• [DIRECTIONS FOR THIS TASK]
In the records that follow, locate every line with "person" and extract it.

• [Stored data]
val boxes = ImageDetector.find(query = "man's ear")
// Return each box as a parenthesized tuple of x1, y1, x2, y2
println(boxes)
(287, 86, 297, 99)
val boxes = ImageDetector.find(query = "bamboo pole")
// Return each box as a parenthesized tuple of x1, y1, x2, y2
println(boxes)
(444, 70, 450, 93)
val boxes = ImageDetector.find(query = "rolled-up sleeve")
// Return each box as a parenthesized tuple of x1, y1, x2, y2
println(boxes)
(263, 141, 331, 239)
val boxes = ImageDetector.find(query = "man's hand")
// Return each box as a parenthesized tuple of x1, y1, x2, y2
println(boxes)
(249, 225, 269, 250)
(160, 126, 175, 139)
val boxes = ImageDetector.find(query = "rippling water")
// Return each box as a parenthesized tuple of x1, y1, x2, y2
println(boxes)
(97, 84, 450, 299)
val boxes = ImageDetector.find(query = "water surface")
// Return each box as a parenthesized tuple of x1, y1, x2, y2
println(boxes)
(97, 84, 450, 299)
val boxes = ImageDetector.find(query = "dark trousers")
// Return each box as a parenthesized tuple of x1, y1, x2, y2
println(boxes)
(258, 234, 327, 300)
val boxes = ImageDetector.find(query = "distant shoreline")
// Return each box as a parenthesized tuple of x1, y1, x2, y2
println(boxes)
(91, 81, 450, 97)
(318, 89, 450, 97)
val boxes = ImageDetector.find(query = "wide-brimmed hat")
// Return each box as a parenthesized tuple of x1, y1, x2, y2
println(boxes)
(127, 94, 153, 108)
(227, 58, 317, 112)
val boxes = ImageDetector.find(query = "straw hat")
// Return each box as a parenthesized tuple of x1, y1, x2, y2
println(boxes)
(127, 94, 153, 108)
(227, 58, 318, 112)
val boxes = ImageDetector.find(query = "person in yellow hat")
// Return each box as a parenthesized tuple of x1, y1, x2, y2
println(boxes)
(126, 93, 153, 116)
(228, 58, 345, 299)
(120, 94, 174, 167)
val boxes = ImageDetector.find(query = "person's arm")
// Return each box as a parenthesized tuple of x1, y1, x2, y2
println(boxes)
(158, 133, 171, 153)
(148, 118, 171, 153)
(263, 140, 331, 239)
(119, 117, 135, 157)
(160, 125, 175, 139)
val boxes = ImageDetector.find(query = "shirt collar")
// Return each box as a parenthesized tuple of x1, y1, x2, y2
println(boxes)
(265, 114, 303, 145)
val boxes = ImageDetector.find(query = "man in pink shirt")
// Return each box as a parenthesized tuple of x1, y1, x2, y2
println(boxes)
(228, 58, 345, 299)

• [RESULT]
val boxes = ImageDetector.find(query = "person in yellow hat")
val boxes = ImageDetector.find(query = "person's arm")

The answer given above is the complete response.